Bridges For Urban Governance
Community platforms allow for direct two-way dialogue between municipalities / ULBs and urban poor/low-income populations. Such platforms are important to provide information on sanitation services, deliver them and drive behaviours for utilization of toilets and uptake of Faecal Sludge Management (FSM) practices. The municipalities’ active engagement with urban poor communities is critical to ensure compliance, and sustained use of safe sanitation.
Multiple Wins: Last-Mile Connectivity, Inclusion, Safe Sanitation, And Livelihoods
Enabling community-based platforms holds great potential to achieve multiple wins around improving livelihoods, addressing hyperlocal sanitation needs and creating a platform for inclusive development.
- Last-mile connectivity: While government schemes provide finance and infrastructure, community platforms help become eyes and ears of the community. They help ensure the reach of government schemes and support in sustaining improvements through behaviour change. The involvement of community-based platforms thus can help in the better monitoring and delivery of on-ground sanitation services that can yield better results compared to top-down monitoring mechanisms. Swach Sathis in Odisha is also good examples of community platforms ensuring the reach of government schemes and support in sustaining improvements through behaviour change.
- Inclusion: Empowering community platforms offer an opportunity to include members of marginalised communities. In states like Odisha, ULBs are promoting inclusive and improved sanitation and FSSM practices at the ward level, particularly, among the urban poor by handing over Operation and Maintenance (O&M) of four Septage Treatment Plants (SeTPs) to Self-Help Groups (SHGs) that are run by women and transgender communities.
- Safe sanitation and livelihoods: Community platforms like Self-Help-Groups (SHGs) and ALF (Area Level Federations) hold capacity for the last mile delivery of the two national flagship missions: Swachh Bharat Mission – Urban (SBM-U) and Deendayal Antyodaya Yojana – National Urban Livelihoods Mission (DAY-NULM) in urban areas. This becomes critical for sustaining sanitation improvements and also improving the quality of life of marginalized groups by empowering them and providing employment opportunities in the growing sanitation and waste management sectors.

## Extracted entries
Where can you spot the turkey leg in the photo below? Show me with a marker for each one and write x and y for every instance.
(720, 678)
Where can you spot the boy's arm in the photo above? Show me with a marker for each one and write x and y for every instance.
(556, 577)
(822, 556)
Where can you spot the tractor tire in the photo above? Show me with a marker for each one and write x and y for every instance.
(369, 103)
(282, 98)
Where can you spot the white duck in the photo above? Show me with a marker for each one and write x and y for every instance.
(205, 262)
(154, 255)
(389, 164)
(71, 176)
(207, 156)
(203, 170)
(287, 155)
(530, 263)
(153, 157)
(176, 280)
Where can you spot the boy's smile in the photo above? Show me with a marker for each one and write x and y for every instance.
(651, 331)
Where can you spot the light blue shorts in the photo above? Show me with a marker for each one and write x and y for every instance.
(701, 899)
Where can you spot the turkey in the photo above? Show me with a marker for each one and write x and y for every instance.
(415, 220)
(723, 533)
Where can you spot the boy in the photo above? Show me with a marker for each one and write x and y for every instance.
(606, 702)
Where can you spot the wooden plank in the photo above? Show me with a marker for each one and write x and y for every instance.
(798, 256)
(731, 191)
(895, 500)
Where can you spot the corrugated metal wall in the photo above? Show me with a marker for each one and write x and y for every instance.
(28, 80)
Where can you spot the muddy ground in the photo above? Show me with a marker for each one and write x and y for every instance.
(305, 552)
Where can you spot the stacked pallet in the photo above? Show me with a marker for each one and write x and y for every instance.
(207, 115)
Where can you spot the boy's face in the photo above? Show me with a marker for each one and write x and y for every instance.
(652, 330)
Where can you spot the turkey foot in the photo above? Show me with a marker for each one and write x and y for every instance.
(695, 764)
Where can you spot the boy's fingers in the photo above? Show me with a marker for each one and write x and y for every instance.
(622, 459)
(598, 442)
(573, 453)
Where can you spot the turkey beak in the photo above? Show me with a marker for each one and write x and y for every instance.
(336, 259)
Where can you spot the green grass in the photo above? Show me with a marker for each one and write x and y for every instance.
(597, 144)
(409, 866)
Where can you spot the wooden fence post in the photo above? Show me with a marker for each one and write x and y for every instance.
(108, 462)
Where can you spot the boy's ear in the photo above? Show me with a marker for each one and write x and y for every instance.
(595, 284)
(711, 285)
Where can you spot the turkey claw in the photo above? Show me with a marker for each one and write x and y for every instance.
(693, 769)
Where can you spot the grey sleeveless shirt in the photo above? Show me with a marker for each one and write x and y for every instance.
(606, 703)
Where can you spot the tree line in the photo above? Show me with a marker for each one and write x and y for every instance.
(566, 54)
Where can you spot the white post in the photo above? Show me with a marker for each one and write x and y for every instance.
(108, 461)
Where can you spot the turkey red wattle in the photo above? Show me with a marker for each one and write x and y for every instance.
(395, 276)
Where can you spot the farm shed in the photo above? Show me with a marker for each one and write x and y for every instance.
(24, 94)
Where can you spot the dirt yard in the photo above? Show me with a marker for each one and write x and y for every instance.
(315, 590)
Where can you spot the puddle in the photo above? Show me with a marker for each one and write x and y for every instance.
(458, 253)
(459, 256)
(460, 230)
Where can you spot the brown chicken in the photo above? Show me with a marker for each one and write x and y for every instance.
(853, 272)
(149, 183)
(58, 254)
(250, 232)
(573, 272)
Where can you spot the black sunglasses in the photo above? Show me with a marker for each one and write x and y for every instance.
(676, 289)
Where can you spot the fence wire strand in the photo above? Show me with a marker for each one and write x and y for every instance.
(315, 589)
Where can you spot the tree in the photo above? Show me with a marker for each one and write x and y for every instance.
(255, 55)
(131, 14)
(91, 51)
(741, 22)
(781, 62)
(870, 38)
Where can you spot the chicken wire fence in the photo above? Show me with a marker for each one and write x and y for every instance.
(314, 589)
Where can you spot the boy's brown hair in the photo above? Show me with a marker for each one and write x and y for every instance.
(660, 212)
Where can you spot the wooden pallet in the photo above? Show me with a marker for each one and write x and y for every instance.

## Work task
Continue the text on community platforms for urban sanitation, picking up after its final sentence. The rows have no connection to the text on community platforms for urban sanitation.

## The answer
Urban Local Body (ULB) officials and community platforms have often demonstrated integrated approaches to create community engagement models in urban sanitation. These are good examples of how community platforms are key to address the challenge of urban sanitation and governance, not just as beneficiaries of schemes but as key stakeholders and partners in the implementation.
Way Forward
Fostering community platforms to scale their impact requires support from stakeholders that can collectivise, educate and build relevant capacities. An interesting point to note that most of the community platforms mentioned above have been formed with the help of NGOs and civil society organisations. Often, challenges that community platforms face are around aligning with government’s scheme delivery protocols and the community’s capacity to access those protocols.
NGOs, thus, can play a great role in simplifying the process and convergence across schemes. Additionally, for cities across India to replicate and scale up the solutions similar to those mentioned above, an enabling policy environment is required. Local governments must recognise these community platforms as critical partners and provide for adequate financial support. Creating an institutional framework on jobs and skills for community platforms, with a focus on the sanitation and waste management sectors will go a long way to secure livelihoods and ensuring inclusivity.